Parts of the exercise
1/ Copy the part of the mock exam report that opens with the words containing "Unit 1: Reading" and closes with "to ‘the writer’ instead.".
2/ Answer these questions from the mock exam report, marking your answers (a), (b) and (c) to match:
(a) By how much did the average mark for each paper go up?
(b) Where should each question be started?
(c) What kind of quotations does the report call the most effective?

[START Source text]

Year 11 English Language Mock Exam Examiners’ Report

Right then Year 11: that’s your second set of Language mock exams done – so congratulations!

The good news is that the average mark for each paper went up by the equivalent of half a grade – so you’re making fantastic progress, and we are very proud of you all.

If you didn’t manage to improve, don’t panic – your teachers will be able to work with you to help you identify the things you need to work on.

Right then: let’s have a look at key issues that cropped up on both papers. You’d be wise to make notes on the advice given below – it’ll help you prepare for the real exams which are not that far away now!

Unit 1: Reading

  • You must read the questions carefully. A significant number of you lost marks for silly errors like answering about the wrong text for Q1, or not dividing your answer into sections for Q4. The examiner wants to give you marks. Don’t put obstacles in the way of them doing that!
  • Refer to writers by their last names and, if you’re not given a name, it’s okay to refer to ‘the writer’ instead.
  • Start each question on a new side in the answer booklet. This makes it easier for an examiner to mark, and easier for you add extra content to in the event that you have some spare time.
  • Try to begin each answer with a topic sentence that shows you’ve understood the question. For instance, for Q1 (What impressions does Orwell give of Sheffield?), a smart way to start would be something like: Orwell gives a series of negative impressions of Sheffield in these lines…
  • Back up all of your points with quotations from the texts. Short, integrated quotations are the most effective.
  • Use the language of the question in your answer to ensure you stay focused on what’s being asked of you.

Unit 2: Writing

Content

  • Take your time working out what you are being asked to do and make sure you’re doing it! Students who misjudged the audience, purpose or format of a task invariably lost a lot of marks.

[END Source text]
[START Provided records]

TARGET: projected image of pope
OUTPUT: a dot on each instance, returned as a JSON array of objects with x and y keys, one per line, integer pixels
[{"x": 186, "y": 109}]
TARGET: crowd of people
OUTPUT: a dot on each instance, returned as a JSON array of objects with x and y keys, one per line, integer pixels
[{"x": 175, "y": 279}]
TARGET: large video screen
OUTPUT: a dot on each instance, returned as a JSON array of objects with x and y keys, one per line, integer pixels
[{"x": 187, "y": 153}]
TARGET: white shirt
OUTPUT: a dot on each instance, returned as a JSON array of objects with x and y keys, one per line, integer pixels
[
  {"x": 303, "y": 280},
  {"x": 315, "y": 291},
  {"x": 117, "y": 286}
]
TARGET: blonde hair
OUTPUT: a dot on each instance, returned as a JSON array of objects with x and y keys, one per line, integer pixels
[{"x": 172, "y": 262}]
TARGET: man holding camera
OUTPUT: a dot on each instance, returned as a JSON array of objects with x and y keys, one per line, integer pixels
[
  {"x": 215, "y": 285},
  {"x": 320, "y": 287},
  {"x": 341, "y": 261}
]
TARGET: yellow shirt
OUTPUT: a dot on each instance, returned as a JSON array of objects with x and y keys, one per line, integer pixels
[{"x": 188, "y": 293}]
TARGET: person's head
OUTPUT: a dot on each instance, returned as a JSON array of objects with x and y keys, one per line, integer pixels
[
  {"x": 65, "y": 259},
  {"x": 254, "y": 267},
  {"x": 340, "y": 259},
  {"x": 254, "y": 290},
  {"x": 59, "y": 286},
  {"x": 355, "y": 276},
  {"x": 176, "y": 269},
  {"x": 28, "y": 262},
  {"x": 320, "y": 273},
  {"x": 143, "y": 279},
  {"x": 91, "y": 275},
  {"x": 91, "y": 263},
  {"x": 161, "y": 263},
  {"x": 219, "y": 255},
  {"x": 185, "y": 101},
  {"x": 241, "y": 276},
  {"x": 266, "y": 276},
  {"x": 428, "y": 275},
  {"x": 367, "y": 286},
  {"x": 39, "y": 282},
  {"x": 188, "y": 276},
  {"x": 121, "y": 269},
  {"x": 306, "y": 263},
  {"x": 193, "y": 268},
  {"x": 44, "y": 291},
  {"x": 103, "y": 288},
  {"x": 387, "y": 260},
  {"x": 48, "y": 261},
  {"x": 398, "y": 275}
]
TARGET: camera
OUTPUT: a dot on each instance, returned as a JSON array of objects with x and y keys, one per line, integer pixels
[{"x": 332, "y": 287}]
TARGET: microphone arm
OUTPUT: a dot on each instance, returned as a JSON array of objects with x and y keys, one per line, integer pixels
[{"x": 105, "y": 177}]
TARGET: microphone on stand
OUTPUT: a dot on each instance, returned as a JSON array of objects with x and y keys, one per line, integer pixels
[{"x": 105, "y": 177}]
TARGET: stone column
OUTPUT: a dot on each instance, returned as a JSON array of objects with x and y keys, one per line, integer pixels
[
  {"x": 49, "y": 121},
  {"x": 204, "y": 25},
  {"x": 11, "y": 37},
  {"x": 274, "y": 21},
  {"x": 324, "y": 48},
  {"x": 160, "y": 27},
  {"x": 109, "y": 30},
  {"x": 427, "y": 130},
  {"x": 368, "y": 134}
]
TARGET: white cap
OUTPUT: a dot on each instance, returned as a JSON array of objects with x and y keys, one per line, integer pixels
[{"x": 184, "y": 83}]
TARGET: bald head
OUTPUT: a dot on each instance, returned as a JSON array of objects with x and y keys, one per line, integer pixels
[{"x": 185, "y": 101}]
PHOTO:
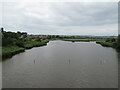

[END Provided records]

Outputs in order
1/
Unit 1: Reading

  • You must read the questions carefully. A significant number of you lost marks for silly errors like answering about the wrong text for Q1, or not dividing your answer into sections for Q4. The examiner wants to give you marks. Don’t put obstacles in the way of them doing that!
  • Refer to writers by their last names and, if you’re not given a name, it’s okay to refer to ‘the writer’ instead.

2/
(a) By the equivalent of half a grade.
(b) On a new side in the answer booklet.
(c) Short, integrated quotations.